=== QUOTED PASSAGE ===
=======

Evaluation of kaolin floc characteristics during coagulation process: a case study with a continuous flow device

In this study, we used a continuous flow device to simulate actual water treatment works and explored the impact of the coagulant dosage and shear rate combination on kaolin floc properties. The results indicated that an increase in coagulant dosage contributed to larger floc size and more compact floc structure. As coagulant dosage further increased, both floc size and fractal dimension were reduced. For different shear rate combinations, the floc size during the transitional phase increased with the decrease of fractal dimension, followed by the reduction of floc size and increase of floc density in the steady state because of the breakage and restructure of flocs. Considering that the actual coagulation process aims to generate large flocs without breakage, this indicates that the time to reach a steady state for floc size is the optimal coagulation time. Thus, the optimal shear rate combination (59–48–17 s−1) is the one which reached steady state for floc size at the end of the coagulation process. In contrast to constant shear rate, decreasing shear rate enhances the floc growth, leading to similar floc properties for different shear rate combinations. This is the first time temporal evolution of floc size and structure in a continuous flow reactor has been reported.

=======

=== EXTRACTED RECORDS ===
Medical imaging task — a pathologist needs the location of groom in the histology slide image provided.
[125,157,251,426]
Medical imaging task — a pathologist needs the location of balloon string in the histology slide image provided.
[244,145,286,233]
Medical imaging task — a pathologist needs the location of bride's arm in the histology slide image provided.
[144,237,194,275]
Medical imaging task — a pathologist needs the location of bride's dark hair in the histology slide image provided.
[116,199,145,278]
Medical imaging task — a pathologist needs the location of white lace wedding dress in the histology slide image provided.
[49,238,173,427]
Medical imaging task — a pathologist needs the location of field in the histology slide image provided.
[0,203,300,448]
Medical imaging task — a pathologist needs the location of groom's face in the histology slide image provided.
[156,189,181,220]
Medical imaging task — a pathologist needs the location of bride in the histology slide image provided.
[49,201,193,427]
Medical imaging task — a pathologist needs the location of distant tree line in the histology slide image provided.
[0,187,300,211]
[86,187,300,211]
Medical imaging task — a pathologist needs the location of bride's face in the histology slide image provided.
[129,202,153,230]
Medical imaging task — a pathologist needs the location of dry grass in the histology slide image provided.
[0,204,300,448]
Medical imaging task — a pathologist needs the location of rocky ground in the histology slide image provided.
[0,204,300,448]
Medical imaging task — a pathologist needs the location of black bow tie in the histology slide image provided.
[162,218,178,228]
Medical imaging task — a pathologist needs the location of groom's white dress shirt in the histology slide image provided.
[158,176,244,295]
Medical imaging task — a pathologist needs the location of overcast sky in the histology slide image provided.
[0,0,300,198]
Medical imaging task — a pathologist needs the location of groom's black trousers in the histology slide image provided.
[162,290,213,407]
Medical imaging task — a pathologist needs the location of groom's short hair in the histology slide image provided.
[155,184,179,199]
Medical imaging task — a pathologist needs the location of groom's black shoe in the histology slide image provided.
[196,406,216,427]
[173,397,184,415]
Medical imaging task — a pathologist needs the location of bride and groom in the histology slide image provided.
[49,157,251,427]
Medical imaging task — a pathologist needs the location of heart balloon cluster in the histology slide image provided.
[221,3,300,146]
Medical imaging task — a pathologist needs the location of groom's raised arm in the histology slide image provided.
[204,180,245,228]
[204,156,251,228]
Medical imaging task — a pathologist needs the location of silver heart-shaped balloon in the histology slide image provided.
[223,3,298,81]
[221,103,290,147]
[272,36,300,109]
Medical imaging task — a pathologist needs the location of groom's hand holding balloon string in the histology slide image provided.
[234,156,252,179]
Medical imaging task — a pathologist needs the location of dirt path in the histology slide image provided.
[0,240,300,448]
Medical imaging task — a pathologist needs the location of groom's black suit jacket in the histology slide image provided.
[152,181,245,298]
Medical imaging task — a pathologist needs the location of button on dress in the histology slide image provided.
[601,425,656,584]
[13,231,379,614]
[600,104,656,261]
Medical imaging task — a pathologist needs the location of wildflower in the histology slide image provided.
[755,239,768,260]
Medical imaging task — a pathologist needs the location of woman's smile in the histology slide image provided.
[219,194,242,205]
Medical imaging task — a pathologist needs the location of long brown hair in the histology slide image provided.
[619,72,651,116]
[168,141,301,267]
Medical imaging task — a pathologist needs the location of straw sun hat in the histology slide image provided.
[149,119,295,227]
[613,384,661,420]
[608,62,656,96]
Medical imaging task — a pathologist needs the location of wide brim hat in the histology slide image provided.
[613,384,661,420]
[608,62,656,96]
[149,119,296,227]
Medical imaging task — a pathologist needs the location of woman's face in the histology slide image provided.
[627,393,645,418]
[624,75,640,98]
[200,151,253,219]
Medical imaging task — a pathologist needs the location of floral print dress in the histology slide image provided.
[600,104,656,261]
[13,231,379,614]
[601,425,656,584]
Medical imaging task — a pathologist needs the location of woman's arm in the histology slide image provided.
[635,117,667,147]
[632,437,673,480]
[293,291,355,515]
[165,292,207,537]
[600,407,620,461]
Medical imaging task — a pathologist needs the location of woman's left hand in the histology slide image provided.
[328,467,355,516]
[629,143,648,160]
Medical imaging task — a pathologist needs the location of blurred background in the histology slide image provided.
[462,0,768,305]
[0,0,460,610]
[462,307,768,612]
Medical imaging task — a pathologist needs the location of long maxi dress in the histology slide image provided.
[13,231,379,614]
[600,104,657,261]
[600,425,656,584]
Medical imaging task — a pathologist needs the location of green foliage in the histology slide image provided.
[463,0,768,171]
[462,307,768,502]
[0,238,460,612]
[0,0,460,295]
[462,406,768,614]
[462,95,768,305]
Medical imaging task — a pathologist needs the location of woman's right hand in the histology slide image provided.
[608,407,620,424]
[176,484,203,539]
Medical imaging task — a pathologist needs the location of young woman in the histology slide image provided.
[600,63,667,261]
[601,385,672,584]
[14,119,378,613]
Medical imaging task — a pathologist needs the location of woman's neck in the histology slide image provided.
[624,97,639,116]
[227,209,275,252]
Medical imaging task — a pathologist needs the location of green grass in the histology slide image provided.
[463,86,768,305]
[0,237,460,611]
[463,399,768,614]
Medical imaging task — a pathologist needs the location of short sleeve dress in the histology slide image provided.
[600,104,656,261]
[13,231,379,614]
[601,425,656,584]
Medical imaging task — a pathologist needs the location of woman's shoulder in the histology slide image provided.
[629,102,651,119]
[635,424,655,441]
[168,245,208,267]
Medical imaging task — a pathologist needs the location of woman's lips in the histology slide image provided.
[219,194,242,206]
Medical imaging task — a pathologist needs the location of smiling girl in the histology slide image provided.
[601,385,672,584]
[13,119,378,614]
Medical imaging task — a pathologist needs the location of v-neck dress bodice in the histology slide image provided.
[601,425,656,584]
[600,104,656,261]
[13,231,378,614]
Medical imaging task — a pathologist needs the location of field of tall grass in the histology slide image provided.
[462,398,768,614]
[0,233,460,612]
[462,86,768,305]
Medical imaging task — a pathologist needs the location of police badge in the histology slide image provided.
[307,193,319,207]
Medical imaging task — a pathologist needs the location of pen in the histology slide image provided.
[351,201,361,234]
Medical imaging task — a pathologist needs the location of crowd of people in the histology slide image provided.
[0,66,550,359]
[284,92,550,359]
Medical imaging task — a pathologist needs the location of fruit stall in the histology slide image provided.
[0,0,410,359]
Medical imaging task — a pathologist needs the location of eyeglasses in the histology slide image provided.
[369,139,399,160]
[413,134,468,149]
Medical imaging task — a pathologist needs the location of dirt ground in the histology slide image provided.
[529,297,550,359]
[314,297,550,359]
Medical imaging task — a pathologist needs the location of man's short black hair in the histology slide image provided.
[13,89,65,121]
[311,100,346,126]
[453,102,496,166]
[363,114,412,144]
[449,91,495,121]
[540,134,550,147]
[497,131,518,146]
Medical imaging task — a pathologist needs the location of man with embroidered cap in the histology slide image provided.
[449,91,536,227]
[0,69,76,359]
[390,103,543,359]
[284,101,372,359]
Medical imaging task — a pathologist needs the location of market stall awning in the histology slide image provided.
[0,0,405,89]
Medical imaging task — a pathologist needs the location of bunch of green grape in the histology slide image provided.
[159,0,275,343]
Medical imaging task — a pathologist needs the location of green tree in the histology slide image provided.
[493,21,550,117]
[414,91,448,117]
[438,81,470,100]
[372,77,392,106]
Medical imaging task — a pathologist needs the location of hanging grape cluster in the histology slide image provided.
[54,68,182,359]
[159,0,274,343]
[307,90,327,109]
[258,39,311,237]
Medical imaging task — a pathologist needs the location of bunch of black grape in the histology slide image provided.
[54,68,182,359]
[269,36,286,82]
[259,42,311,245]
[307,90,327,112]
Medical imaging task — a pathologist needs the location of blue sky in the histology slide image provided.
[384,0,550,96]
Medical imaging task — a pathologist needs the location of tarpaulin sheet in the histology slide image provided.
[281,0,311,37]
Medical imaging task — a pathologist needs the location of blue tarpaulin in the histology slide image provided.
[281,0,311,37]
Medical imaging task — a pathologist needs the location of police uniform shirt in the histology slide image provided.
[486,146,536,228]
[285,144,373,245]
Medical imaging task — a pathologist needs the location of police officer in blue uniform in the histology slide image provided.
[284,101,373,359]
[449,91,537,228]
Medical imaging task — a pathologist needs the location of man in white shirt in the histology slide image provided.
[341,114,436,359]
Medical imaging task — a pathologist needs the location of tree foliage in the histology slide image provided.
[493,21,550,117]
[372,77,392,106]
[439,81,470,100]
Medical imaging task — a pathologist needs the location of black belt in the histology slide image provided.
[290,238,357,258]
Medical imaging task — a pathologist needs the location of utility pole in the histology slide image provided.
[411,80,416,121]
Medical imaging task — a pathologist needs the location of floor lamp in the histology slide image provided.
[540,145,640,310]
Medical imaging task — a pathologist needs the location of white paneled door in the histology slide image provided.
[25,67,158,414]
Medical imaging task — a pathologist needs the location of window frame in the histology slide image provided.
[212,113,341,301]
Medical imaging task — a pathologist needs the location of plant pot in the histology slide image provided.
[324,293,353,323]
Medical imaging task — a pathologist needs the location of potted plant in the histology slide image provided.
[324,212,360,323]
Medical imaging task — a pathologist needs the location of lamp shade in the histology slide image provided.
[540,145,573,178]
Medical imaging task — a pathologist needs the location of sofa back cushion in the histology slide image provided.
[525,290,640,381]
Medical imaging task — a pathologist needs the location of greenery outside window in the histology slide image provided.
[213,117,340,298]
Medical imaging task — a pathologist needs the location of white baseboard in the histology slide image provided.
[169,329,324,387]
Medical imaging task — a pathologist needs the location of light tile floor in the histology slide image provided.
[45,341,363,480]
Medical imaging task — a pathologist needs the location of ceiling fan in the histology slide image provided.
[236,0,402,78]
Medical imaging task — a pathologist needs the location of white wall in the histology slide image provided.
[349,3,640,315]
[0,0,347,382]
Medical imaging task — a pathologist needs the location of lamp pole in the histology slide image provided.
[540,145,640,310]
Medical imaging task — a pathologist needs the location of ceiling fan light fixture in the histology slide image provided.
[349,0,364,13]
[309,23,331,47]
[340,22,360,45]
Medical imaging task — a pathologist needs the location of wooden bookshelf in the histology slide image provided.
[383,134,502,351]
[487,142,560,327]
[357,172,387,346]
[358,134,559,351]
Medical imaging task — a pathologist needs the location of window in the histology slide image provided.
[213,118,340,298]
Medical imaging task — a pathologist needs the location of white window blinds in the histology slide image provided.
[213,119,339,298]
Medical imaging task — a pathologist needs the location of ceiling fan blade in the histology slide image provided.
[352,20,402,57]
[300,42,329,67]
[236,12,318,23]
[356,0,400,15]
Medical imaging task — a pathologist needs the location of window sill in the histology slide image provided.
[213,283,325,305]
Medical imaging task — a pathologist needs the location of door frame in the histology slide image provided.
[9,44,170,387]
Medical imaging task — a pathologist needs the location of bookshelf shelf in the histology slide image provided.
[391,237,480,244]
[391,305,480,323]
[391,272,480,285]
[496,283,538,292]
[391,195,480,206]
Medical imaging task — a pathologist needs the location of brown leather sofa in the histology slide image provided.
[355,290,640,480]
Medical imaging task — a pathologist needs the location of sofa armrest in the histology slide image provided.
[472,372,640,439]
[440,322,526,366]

=======

=== EXERCISE DETAILS ===
Reproduce the entire kaolin floc abstract above, title included, word for word.

=== RESPONSE TO THIS EXERCISE ===
Evaluation of kaolin floc characteristics during coagulation process: a case study with a continuous flow device

In this study, we used a continuous flow device to simulate actual water treatment works and explored the impact of the coagulant dosage and shear rate combination on kaolin floc properties. The results indicated that an increase in coagulant dosage contributed to larger floc size and more compact floc structure. As coagulant dosage further increased, both floc size and fractal dimension were reduced. For different shear rate combinations, the floc size during the transitional phase increased with the decrease of fractal dimension, followed by the reduction of floc size and increase of floc density in the steady state because of the breakage and restructure of flocs. Considering that the actual coagulation process aims to generate large flocs without breakage, this indicates that the time to reach a steady state for floc size is the optimal coagulation time. Thus, the optimal shear rate combination (59–48–17 s−1) is the one which reached steady state for floc size at the end of the coagulation process. In contrast to constant shear rate, decreasing shear rate enhances the floc growth, leading to similar floc properties for different shear rate combinations. This is the first time temporal evolution of floc size and structure in a continuous flow reactor has been reported.